Natural-language object grounding data:
-------------------------

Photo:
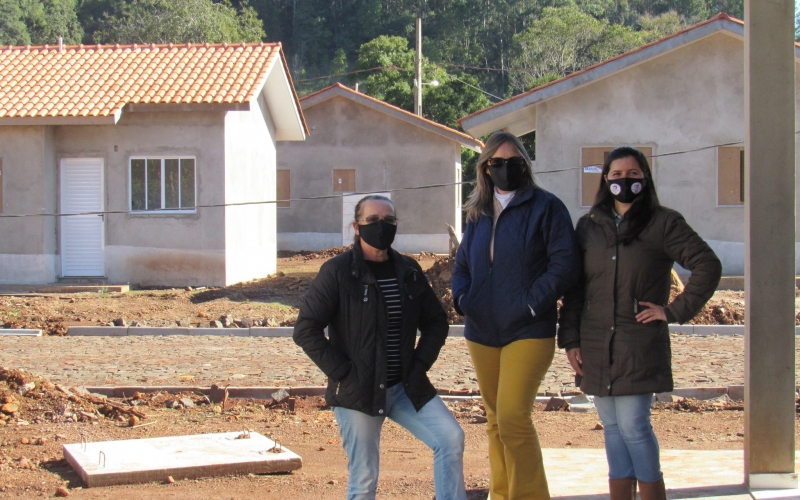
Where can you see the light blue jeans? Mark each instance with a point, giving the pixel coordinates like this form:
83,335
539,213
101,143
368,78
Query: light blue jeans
434,425
631,444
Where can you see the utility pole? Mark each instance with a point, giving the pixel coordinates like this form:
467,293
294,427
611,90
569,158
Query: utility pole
418,72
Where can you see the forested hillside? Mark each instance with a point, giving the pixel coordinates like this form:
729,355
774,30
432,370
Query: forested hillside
479,50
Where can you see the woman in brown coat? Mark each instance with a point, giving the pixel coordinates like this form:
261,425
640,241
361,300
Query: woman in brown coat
614,324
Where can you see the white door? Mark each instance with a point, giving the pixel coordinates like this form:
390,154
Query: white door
82,235
349,203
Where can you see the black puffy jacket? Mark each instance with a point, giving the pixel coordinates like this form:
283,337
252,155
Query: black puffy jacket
621,356
345,298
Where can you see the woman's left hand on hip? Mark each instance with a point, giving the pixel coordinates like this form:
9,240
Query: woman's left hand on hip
654,312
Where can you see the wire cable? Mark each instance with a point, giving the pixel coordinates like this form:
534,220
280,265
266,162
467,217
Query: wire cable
341,195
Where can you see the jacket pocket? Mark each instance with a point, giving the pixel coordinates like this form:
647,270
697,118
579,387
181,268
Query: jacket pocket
346,390
418,387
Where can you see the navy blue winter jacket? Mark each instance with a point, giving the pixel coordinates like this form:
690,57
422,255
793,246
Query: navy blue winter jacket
536,259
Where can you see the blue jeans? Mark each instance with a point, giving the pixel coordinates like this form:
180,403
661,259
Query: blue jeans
631,444
434,425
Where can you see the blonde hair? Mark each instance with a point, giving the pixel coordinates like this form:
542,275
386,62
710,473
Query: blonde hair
481,200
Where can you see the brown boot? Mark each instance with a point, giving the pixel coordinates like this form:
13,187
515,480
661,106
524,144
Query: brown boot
622,489
653,491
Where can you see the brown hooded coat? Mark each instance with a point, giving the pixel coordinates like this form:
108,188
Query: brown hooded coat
621,356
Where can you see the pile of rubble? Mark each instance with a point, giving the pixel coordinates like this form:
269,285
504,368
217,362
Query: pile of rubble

-------------------------

What is needed is an exact repeat of every entry above, with the pictures left out.

Photo:
Where can you see the light blue jeans? Mark each instance with a point, giving the pixel coordinates like this form:
83,335
539,213
101,143
368,78
Query: light blue jeans
434,425
631,444
Where can you see the utility pole? Mark each instance with a point, giving the pixel coordinates like this form:
467,293
294,427
611,90
569,158
Query: utility pole
418,72
Where can you see the forested hillside? Mark each instance with a point, giving the pixel coordinates like this form:
729,355
774,30
432,370
Query: forested hillside
479,50
Where can you see the woman in brown coat? Mark each instance with a point, giving the pixel coordinates like this form:
261,425
640,241
361,300
Query: woman in brown coat
614,324
Where can you see the white door? Mark each instance with a point, giving the pixel coordinates like this form:
390,154
Query: white door
82,235
349,203
Where can you see the black puffy jacket? Mark each instance with a point, giving the pixel coordinates like this form:
283,337
252,155
Query: black puffy jacket
621,356
345,298
Where can you see the woman's left hand on hip? Mark each instance with a point, giving the pixel coordinates like this form:
9,240
Query: woman's left hand on hip
654,312
Where can you see the wire cable? Mark each instance with a point, giving the pixel coordinates like this form:
534,220
280,265
266,162
467,217
Query: wire cable
341,195
Where can you see the jacket pocket? Mark each instance with a point, giving the pixel coordinates like this form:
647,270
697,118
579,387
181,268
Query: jacket pocket
346,390
418,387
Where can you see the navy blue winter jacket? Mark each instance with a point, giving the pixel coordinates like this form:
690,57
422,255
793,246
Query: navy blue winter jacket
536,259
Where can you see the blue jeans? Mark each instance with a point, giving the pixel coordinates like this form:
180,403
661,259
Query: blue jeans
631,444
434,425
Where can you see the blonde hair? Mark each instance with a point, giving the pixel coordinates like this form:
542,275
386,62
710,473
Query: blonde hair
481,200
Where can you see the brown boot? Mark each instance with a point, giving the pixel coordinates like this form:
13,187
515,480
661,106
524,144
Query: brown boot
622,489
653,491
Where can you see the brown hooded coat? Mark each instance with a point, giving the pixel coordinates like this form:
108,188
Query: brown hooded coat
621,356
Where can you see the pile of rubble? Mark each instance with a point, giving the pixel coordinates like this form:
269,285
504,368
217,362
Query: pile of rubble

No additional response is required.